[START OF Data in this exercise]

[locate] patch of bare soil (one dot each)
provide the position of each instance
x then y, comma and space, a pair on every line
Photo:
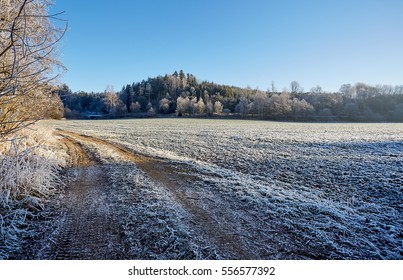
83, 226
228, 243
95, 220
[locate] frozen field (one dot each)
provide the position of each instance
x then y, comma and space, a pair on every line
290, 190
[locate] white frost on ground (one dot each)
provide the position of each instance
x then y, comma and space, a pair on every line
338, 188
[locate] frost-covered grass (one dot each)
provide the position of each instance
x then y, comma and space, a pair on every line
28, 176
337, 188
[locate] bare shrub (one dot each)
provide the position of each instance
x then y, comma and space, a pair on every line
28, 176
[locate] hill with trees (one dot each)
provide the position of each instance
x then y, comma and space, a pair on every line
184, 95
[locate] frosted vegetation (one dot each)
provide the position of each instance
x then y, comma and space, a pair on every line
336, 188
29, 166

[END OF Data in this exercise]

• Aim of the exercise:
Copy the records from the line with "[locate] bare shrub (one dot each)" through the end, changing "hill with trees" to "wooded hill" and leaving everything else as it is.

• Reply to the task:
[locate] bare shrub (one dot each)
provide the position of each instance
x then y, comma and space, a pair on every line
28, 176
[locate] wooded hill (one dot each)
provide the position of each instance
x then y, comma and space, a pair on every line
184, 95
[locate] frosted vegetation (one dot each)
provide the position of each instance
x then y, comma and space, a pair on every line
336, 188
29, 166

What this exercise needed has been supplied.